Written instruction A. Output as a JSON list of strings the stretch of the listing from the line containing "Can you see the white dress" through the listing's final line, one string per line, omitting blank lines.

Excerpt provided.
§ §

Obviously something had to give, and what gave was the working class, domeestically and internationally. Paul Volcker came into office in October 1979 declaring that the American standard of living had to decline, and he made it happen by driving up interest rates towards 20% and creating the deepest recession since the 1930s. (We just beat that record, but it took 30 years!) To the one-sided class war, Reagan added the ammunition of firing the air traffic controllers—the very opposite of what a Republican president had done with strikers only a decade earlier—and it was open season on organized labor. Wages and social spending were squeezed, and the deregulatory agenda that began under Carter was intensified. Abroad, Latin America was thrown into debt crisis, a crisis that for a while threatened to take down the global banking system—but instead, the problem was solved through the now-familiar neoliberal agenda of privatization and opening up to cross-border trade and financial flows. Debtor countries were forced to dismantle their nationalist–protectionist development regimes as a condition of new finance, and to open to foreign trade and capital flows.

§ §

Written instruction B. Reproduce the passage on the Volcker recession and the neoliberal agenda word for word, without alteration.

§ §

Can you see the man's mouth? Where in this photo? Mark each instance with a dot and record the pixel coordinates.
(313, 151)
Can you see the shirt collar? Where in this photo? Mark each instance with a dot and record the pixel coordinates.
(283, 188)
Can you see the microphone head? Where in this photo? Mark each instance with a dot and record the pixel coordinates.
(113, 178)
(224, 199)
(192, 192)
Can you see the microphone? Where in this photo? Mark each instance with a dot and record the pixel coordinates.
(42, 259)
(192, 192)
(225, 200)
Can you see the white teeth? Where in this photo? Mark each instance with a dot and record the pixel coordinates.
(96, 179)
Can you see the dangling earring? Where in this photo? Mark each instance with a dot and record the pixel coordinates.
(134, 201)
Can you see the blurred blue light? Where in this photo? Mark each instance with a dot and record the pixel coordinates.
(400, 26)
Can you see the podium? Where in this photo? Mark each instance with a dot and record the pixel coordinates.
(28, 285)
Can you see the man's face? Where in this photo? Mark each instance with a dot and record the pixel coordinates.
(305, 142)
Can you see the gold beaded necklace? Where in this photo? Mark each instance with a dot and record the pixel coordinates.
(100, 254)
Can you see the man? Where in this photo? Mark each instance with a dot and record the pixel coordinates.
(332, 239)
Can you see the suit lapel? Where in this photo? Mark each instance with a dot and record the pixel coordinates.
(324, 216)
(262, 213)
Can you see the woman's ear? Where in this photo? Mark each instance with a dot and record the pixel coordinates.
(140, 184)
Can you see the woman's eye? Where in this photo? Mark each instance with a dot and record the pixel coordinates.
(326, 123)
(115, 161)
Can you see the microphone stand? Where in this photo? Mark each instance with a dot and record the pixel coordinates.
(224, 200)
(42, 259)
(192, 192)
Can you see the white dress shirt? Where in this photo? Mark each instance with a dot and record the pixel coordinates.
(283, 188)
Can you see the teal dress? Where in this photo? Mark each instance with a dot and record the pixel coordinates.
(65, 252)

§ §

Complete output A.
[
  "Can you see the white dress shirt? Where in this photo? Mark each instance with a dot and record the pixel coordinates.",
  "(283, 188)",
  "Can you see the teal dress? Where in this photo? Mark each instance with a dot and record the pixel coordinates.",
  "(65, 252)"
]

Complete output B.
Obviously something had to give, and what gave was the working class, domeestically and internationally. Paul Volcker came into office in October 1979 declaring that the American standard of living had to decline, and he made it happen by driving up interest rates towards 20% and creating the deepest recession since the 1930s. (We just beat that record, but it took 30 years!) To the one-sided class war, Reagan added the ammunition of firing the air traffic controllers—the very opposite of what a Republican president had done with strikers only a decade earlier—and it was open season on organized labor. Wages and social spending were squeezed, and the deregulatory agenda that began under Carter was intensified. Abroad, Latin America was thrown into debt crisis, a crisis that for a while threatened to take down the global banking system—but instead, the problem was solved through the now-familiar neoliberal agenda of privatization and opening up to cross-border trade and financial flows. Debtor countries were forced to dismantle their nationalist–protectionist development regimes as a condition of new finance, and to open to foreign trade and capital flows.